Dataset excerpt
◆ ◆ ◆ ◆ ◆

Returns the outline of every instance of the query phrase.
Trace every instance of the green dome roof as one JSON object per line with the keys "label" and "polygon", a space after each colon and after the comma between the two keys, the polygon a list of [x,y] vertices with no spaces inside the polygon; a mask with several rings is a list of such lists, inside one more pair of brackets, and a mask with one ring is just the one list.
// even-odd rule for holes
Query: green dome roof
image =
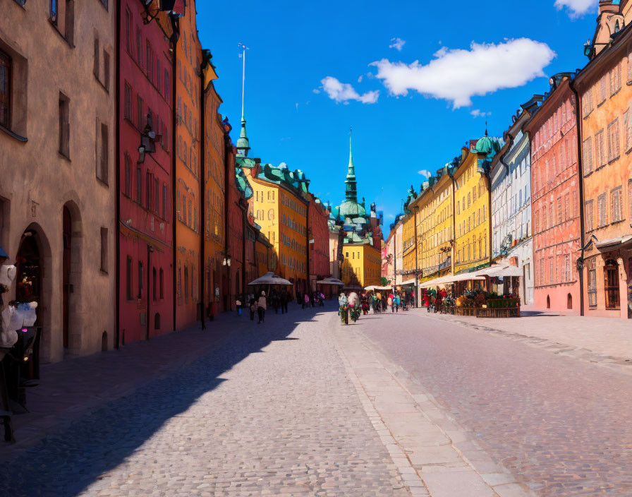
{"label": "green dome roof", "polygon": [[366,209],[353,200],[345,200],[339,207],[341,217],[363,217],[367,215]]}
{"label": "green dome roof", "polygon": [[478,153],[494,157],[500,152],[500,143],[497,138],[492,138],[487,135],[476,142],[475,150]]}

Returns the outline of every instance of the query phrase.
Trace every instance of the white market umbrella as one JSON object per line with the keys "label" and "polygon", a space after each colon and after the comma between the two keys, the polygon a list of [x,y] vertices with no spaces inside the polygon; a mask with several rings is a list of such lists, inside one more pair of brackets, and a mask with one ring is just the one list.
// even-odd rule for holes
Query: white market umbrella
{"label": "white market umbrella", "polygon": [[270,271],[269,273],[266,273],[263,276],[260,276],[256,280],[253,280],[248,285],[284,285],[291,287],[294,284]]}

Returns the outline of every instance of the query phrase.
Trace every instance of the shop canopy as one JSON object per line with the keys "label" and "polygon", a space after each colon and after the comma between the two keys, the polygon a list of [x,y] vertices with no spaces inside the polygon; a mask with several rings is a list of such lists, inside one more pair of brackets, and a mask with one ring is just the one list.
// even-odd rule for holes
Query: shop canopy
{"label": "shop canopy", "polygon": [[367,292],[372,292],[373,290],[392,290],[392,287],[378,287],[377,285],[372,285],[369,287],[365,287],[365,289]]}
{"label": "shop canopy", "polygon": [[340,280],[337,278],[325,278],[324,280],[319,280],[316,282],[317,285],[337,285],[341,287],[344,286],[344,283],[343,283]]}
{"label": "shop canopy", "polygon": [[476,271],[474,274],[477,276],[487,276],[489,277],[508,277],[509,276],[522,276],[522,270],[515,265],[494,264],[489,268]]}
{"label": "shop canopy", "polygon": [[263,276],[260,276],[256,280],[253,280],[248,285],[284,285],[292,286],[293,283],[270,272],[266,273]]}

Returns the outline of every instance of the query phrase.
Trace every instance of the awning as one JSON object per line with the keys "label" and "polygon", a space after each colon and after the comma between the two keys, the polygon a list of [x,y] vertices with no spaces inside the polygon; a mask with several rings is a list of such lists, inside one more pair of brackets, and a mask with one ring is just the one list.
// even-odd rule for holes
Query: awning
{"label": "awning", "polygon": [[344,286],[344,283],[343,283],[340,280],[336,278],[325,278],[324,280],[319,280],[316,282],[317,285],[337,285],[341,287]]}
{"label": "awning", "polygon": [[494,264],[489,268],[479,270],[473,273],[477,276],[487,276],[489,277],[508,277],[510,276],[522,276],[522,270],[515,265],[508,264]]}
{"label": "awning", "polygon": [[256,280],[253,280],[248,285],[284,285],[292,286],[293,283],[270,272],[265,273],[263,276],[260,276]]}
{"label": "awning", "polygon": [[623,245],[624,244],[628,243],[631,240],[632,240],[632,234],[628,234],[625,236],[619,236],[619,238],[611,238],[608,240],[596,241],[595,243],[595,246],[597,248],[609,248],[614,246],[615,245]]}
{"label": "awning", "polygon": [[367,292],[372,292],[372,290],[392,290],[392,287],[378,287],[377,285],[372,285],[368,287],[365,287],[365,289]]}

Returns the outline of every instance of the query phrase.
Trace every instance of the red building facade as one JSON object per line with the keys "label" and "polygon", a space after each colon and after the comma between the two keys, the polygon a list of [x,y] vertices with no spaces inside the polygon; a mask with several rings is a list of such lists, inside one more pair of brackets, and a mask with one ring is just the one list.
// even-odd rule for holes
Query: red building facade
{"label": "red building facade", "polygon": [[174,75],[166,16],[144,24],[138,0],[121,9],[119,330],[128,343],[174,329]]}
{"label": "red building facade", "polygon": [[534,304],[579,313],[580,181],[576,101],[567,73],[525,126],[531,139]]}

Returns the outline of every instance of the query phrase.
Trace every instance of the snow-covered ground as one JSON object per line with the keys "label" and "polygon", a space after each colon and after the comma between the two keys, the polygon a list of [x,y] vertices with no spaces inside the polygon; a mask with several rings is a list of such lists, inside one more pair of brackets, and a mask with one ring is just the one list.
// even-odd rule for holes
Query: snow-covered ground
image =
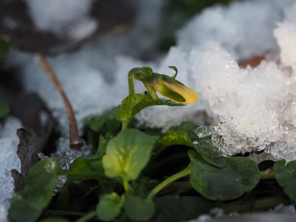
{"label": "snow-covered ground", "polygon": [[[171,75],[173,72],[168,66],[174,65],[179,71],[178,80],[200,98],[185,107],[146,108],[136,116],[140,123],[164,130],[188,120],[202,124],[197,113],[205,110],[214,123],[223,123],[216,130],[223,137],[226,153],[258,146],[263,149],[275,142],[266,151],[277,159],[289,161],[296,159],[295,2],[250,0],[208,8],[177,32],[177,45],[167,54],[144,62],[137,58],[157,42],[163,1],[141,0],[140,17],[127,33],[107,35],[75,54],[48,59],[72,104],[81,133],[86,117],[118,105],[128,95],[131,69],[150,66],[155,72]],[[41,24],[43,28],[46,24]],[[148,36],[142,31],[147,26],[155,30]],[[274,57],[254,69],[238,65],[238,61],[271,52],[278,53],[281,63],[274,62]],[[12,51],[7,63],[22,68],[25,88],[38,92],[53,110],[66,137],[68,120],[62,100],[33,56]],[[135,83],[136,92],[144,90],[140,83]],[[6,144],[0,147],[0,152],[9,156],[0,157],[0,203],[7,210],[6,197],[13,192],[13,182],[5,172],[20,167],[15,131],[20,124],[12,121],[8,119],[2,127],[14,131],[0,134],[0,144]]]}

◆ ◆ ◆ ◆ ◆

* **Required task**:
Omit pictures; set down the rest of the material word for word.

* **Correct output**:
Returns the outline of every instance of the query phrase.
Trace every instance of the green dome roof as one JSON object per line with the keys "label" and "polygon", a space after each colon and after the comma between the two keys, the polygon a list of [x,y] vertices with no spaces inside the polygon; a mask with several rings is a list of such lists, inside one more pair of brackets, and a mask with one ring is just the one list.
// even-odd rule for holes
Query: green dome roof
image =
{"label": "green dome roof", "polygon": [[366,209],[353,200],[345,200],[339,207],[341,217],[363,217],[367,215]]}
{"label": "green dome roof", "polygon": [[478,153],[494,157],[500,152],[500,143],[497,138],[492,138],[487,135],[476,142],[475,150]]}

Returns the outline of every instance of the query phrase.
Trace every instance of the white market umbrella as one JSON object per line with the keys "label" and "polygon", a space after each colon and after the comma between the two keys, the polygon a list of [x,y] vertices with no spaces inside the polygon; a mask with several rings is a list of such lists, inside one more pair of brackets, and a mask with one ring is just the one list.
// even-odd rule for holes
Query: white market umbrella
{"label": "white market umbrella", "polygon": [[270,271],[269,273],[266,273],[263,276],[260,276],[256,280],[253,280],[248,285],[284,285],[291,287],[294,284]]}

Returns the outline of every instance of the query phrase.
Trace every instance of the shop canopy as one JSON object per line with the keys "label" and "polygon", a space after each colon and after the comma between the two keys, the polygon a list of [x,y] vertices with no spaces inside the polygon; a mask with several rings is a list of such lists, inside one more pair of brackets, and a mask with one ring is just the one list.
// even-odd rule for holes
Query: shop canopy
{"label": "shop canopy", "polygon": [[367,292],[372,292],[373,290],[392,290],[392,287],[378,287],[377,285],[372,285],[369,287],[365,287],[365,289]]}
{"label": "shop canopy", "polygon": [[340,280],[337,278],[325,278],[324,280],[319,280],[316,282],[317,285],[337,285],[341,287],[344,286],[344,283],[343,283]]}
{"label": "shop canopy", "polygon": [[476,271],[474,274],[477,276],[487,276],[489,277],[508,277],[509,276],[522,276],[522,270],[515,265],[494,264],[489,268]]}
{"label": "shop canopy", "polygon": [[263,276],[260,276],[256,280],[253,280],[248,285],[284,285],[292,286],[293,283],[270,272],[266,273]]}

Returns the outline of every instance of the query phrase.
Trace every instance of the awning as one JSON object per line with the keys "label" and "polygon", a space after each colon and after the comma between the two keys, the polygon a list of [x,y] vertices with no spaces inside the polygon; a mask with several rings is a list of such lists, inside one more pair of brackets, and a mask with one ring is just the one list.
// even-odd rule for holes
Query: awning
{"label": "awning", "polygon": [[344,286],[344,283],[343,283],[340,280],[336,278],[325,278],[324,280],[319,280],[316,282],[317,285],[337,285],[341,287]]}
{"label": "awning", "polygon": [[494,264],[489,268],[479,270],[473,273],[477,276],[487,276],[489,277],[508,277],[510,276],[522,276],[522,270],[515,265],[508,264]]}
{"label": "awning", "polygon": [[256,280],[253,280],[248,285],[284,285],[292,286],[293,283],[270,272],[265,273],[263,276],[260,276]]}
{"label": "awning", "polygon": [[623,245],[624,244],[628,243],[631,240],[632,240],[632,234],[628,234],[625,236],[619,236],[619,238],[611,238],[608,240],[596,241],[595,243],[595,246],[597,248],[609,248],[614,246],[615,245]]}
{"label": "awning", "polygon": [[367,292],[372,292],[372,290],[392,290],[392,287],[378,287],[377,285],[372,285],[368,287],[365,287],[365,289]]}

Returns the outline of every instance of the query phrase.
Trace every instance of the red building facade as one JSON object per line with the keys "label" and "polygon", a space after each colon and after the comma between the two keys, the polygon a list of [x,y] vertices with no spaces inside the polygon; a mask with several rings is a list of such lists, inside one more pair of brackets, and a mask with one ring is just the one list.
// even-odd rule for holes
Query: red building facade
{"label": "red building facade", "polygon": [[174,75],[166,16],[144,24],[138,0],[121,9],[119,330],[128,343],[174,329]]}
{"label": "red building facade", "polygon": [[534,304],[579,313],[580,181],[576,101],[567,73],[525,126],[531,139]]}

Returns the outline of every instance of the query phrase.
Trace every instance of the snow-covered ground as one JSON object per line with the keys "label" and "polygon", a space after each colon and after the comma between the two keys, the polygon a list of [x,y] vertices with no spaces inside the polygon; a mask with several rings is a list of such lists, inside one more pair of brackets, and a mask with one ring is just the one list.
// even-odd rule for holes
Query: snow-covered ground
image =
{"label": "snow-covered ground", "polygon": [[[171,75],[173,72],[168,66],[174,65],[179,71],[178,80],[200,98],[185,107],[146,108],[136,116],[140,123],[164,130],[188,120],[202,124],[197,113],[205,110],[214,123],[223,123],[216,130],[223,137],[226,153],[258,146],[263,149],[275,142],[266,151],[277,159],[289,161],[296,159],[295,2],[250,0],[208,8],[177,32],[177,45],[167,54],[144,62],[137,58],[157,42],[163,1],[141,0],[140,17],[127,33],[107,35],[75,54],[48,59],[72,104],[81,133],[86,117],[118,105],[128,95],[131,69],[150,66],[155,72]],[[41,24],[43,28],[46,24]],[[148,36],[142,31],[147,26],[155,30]],[[274,57],[254,69],[238,65],[238,61],[271,52],[278,53],[281,63],[274,62]],[[12,51],[7,63],[22,68],[25,88],[38,92],[53,110],[66,137],[68,120],[62,100],[33,56]],[[135,83],[136,92],[144,90],[140,83]],[[6,144],[0,147],[0,152],[9,156],[0,157],[0,203],[7,210],[6,197],[13,192],[13,182],[5,172],[20,167],[15,131],[20,124],[12,121],[8,119],[2,127],[14,131],[0,134],[0,144]]]}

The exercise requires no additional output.